▶ Pasaje propuesto
====================

Tras un invierno muy gris, frío y largo, llegó el primer día de la primavera. Era un sábado soleado, los cerezos estaban en flor, los tulipanes se lanzaban a la apertura, y yo tenía una cita con H. Era la segunda vez que la veía, y mi corazón emulaba a los tulipanes. Esto era notable para mí porque normalmente mi pecho era un lugar estrecho y sombrío. Sin embargo, con ella había “conectado”. Sentía que había una cualidad distinta en ella. Sentía que podía verla, verla de verdad, y no a través del velo de mi locura como veía todo lo demás.

====================

▶ Tareas y ejercicios
(a) Resume el pasaje en dos oraciones.
(b) Traduce al inglés esta oración del pasaje: "Era la segunda vez que la veía, y mi corazón emulaba a los tulipanes."
(c) Devuelve, copiado sin cambios, el fragmento del pasaje que va de "Tras un invierno" a "todo lo demás.".

▶ Líneas extraídas

====================

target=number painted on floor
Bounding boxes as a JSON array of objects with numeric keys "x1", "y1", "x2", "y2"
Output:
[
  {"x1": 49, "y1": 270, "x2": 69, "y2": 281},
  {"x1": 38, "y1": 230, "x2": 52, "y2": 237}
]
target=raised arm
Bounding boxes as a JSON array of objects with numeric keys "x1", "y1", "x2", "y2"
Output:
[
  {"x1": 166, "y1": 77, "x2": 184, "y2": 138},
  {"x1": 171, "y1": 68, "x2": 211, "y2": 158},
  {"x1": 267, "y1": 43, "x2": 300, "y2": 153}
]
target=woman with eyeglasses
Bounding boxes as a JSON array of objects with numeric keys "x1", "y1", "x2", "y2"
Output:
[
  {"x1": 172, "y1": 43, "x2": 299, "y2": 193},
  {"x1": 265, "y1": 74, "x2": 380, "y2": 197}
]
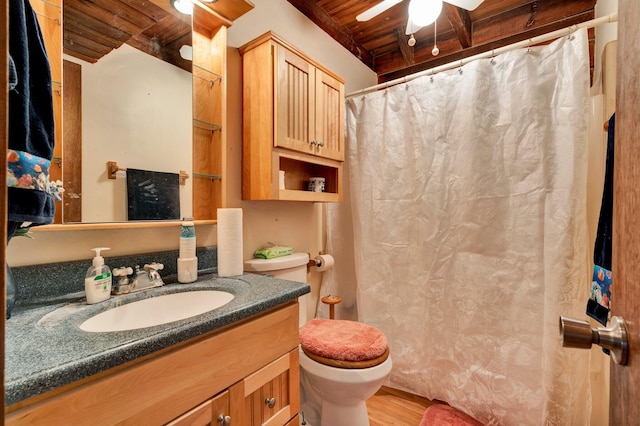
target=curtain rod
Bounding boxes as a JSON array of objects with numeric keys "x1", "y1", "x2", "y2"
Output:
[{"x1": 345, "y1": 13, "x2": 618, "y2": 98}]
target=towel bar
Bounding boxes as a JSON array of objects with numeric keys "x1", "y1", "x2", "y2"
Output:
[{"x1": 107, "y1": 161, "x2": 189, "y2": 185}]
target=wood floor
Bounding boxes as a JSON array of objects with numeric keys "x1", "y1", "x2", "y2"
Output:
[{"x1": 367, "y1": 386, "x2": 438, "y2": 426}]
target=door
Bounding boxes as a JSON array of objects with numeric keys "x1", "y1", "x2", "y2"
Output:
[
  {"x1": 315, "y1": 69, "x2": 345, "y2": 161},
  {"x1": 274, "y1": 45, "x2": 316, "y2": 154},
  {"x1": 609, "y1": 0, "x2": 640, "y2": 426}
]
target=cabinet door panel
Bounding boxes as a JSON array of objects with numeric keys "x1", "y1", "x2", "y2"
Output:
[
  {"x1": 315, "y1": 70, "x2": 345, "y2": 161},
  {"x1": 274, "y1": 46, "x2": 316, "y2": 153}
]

====================

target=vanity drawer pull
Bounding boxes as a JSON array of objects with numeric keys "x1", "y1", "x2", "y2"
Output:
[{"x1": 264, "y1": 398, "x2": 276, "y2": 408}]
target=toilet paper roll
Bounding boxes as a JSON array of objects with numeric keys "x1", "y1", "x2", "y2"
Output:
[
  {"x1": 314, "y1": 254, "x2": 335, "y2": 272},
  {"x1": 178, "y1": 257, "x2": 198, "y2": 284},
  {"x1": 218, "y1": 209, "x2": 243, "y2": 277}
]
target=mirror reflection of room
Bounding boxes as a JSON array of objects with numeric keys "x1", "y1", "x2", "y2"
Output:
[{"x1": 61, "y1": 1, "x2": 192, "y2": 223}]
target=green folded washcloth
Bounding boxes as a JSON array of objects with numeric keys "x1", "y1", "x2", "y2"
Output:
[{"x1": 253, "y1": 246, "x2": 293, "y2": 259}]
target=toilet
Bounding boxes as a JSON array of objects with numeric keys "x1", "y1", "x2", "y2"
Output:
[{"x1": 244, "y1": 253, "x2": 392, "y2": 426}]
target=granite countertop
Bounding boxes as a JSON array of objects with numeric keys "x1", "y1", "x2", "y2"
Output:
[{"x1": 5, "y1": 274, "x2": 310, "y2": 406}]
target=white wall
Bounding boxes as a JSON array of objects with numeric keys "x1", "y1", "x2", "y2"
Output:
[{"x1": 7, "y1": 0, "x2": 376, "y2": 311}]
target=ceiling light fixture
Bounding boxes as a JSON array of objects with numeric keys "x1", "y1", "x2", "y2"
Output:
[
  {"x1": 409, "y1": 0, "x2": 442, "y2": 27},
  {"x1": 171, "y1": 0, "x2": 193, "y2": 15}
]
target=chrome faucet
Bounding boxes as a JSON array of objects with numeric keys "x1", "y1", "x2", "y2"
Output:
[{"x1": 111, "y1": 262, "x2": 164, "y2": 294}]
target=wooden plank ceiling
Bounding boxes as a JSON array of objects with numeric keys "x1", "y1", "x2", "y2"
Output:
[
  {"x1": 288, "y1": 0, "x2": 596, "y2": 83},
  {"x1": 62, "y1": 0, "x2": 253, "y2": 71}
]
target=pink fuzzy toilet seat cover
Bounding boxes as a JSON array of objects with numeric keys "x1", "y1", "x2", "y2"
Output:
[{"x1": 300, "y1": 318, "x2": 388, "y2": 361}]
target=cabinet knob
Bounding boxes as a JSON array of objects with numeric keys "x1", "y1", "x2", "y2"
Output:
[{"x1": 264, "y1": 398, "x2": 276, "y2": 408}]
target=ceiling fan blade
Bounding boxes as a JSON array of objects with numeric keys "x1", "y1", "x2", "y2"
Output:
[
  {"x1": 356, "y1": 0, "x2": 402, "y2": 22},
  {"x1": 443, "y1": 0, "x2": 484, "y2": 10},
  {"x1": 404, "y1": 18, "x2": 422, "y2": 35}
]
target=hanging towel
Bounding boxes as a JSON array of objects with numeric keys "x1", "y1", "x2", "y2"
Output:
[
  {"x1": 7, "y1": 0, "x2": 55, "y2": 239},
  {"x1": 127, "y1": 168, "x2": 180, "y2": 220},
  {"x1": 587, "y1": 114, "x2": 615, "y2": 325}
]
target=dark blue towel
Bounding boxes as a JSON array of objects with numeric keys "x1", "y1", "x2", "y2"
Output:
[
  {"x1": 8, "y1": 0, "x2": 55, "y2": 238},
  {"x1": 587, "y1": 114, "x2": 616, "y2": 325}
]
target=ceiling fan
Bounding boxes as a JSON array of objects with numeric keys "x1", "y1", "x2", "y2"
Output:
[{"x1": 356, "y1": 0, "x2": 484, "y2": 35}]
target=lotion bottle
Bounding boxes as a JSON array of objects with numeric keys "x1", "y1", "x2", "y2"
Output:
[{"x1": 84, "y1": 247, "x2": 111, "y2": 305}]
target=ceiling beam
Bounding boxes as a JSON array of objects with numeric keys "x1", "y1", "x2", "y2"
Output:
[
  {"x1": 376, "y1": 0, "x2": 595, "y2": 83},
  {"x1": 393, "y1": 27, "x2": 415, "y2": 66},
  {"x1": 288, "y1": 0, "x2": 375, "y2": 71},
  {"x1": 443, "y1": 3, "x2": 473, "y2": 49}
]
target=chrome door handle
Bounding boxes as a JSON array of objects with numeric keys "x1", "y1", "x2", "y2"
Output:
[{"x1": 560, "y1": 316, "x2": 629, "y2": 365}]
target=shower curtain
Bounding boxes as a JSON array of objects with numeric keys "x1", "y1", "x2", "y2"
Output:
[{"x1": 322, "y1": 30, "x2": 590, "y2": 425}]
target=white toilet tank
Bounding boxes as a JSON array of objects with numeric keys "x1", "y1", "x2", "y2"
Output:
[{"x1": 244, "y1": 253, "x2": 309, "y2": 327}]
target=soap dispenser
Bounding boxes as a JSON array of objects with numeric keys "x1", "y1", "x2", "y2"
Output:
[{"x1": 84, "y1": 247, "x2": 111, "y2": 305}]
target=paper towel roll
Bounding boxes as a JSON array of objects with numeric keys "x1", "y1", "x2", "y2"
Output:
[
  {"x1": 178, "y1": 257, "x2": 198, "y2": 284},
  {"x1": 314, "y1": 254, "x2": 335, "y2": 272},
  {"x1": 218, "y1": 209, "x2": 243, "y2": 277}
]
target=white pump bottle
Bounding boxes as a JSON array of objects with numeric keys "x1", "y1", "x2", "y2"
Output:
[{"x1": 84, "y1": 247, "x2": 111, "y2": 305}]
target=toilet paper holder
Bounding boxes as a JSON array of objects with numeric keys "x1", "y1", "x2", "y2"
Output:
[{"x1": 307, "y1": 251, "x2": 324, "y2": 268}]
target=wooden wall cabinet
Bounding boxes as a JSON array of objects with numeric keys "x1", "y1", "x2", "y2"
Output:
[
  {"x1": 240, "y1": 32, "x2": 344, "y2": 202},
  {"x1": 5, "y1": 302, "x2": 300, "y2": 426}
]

====================

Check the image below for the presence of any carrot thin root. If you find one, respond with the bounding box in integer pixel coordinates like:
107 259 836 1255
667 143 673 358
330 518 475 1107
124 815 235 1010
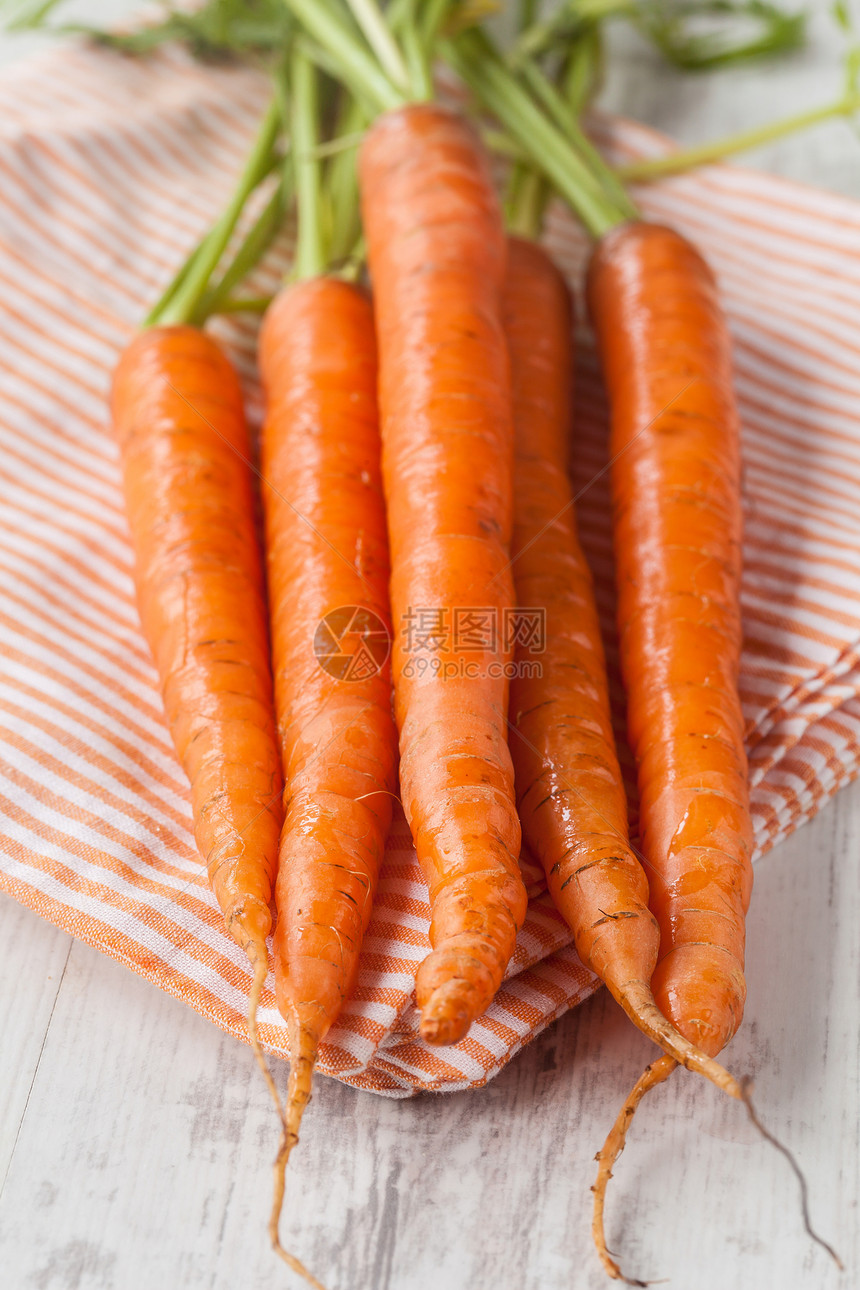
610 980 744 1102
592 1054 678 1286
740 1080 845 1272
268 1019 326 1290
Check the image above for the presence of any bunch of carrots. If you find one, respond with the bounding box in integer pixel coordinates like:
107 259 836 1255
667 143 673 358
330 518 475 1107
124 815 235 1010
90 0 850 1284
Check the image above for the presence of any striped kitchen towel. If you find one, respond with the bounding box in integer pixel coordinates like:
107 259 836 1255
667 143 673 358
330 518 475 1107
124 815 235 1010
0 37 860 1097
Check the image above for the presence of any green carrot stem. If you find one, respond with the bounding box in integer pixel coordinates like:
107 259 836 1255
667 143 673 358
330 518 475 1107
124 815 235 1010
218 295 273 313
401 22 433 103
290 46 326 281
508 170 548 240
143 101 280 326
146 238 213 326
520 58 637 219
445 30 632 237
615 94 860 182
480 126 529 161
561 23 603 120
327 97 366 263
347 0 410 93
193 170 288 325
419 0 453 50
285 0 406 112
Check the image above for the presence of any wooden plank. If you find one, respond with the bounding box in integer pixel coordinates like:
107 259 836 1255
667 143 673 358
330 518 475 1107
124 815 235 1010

====================

▶ Respuestas en orden
(a) Tras un invierno gris, frío y largo, llega un sábado soleado de primavera en que quien narra tiene su segunda cita con H. y siente que su corazón imita a los tulipanes, algo notable porque su pecho solía ser un lugar estrecho y sombrío. Con ella siente haber conectado y cree poder verla de verdad, no a través del velo de su locura, como ve todo lo demás.

(b) It was the second time I was seeing her, and my heart was emulating the tulips.

(c)
Tras un invierno muy gris, frío y largo, llegó el primer día de la primavera. Era un sábado soleado, los cerezos estaban en flor, los tulipanes se lanzaban a la apertura, y yo tenía una cita con H. Era la segunda vez que la veía, y mi corazón emulaba a los tulipanes. Esto era notable para mí porque normalmente mi pecho era un lugar estrecho y sombrío. Sin embargo, con ella había “conectado”. Sentía que había una cualidad distinta en ella. Sentía que podía verla, verla de verdad, y no a través del velo de mi locura como veía todo lo demás.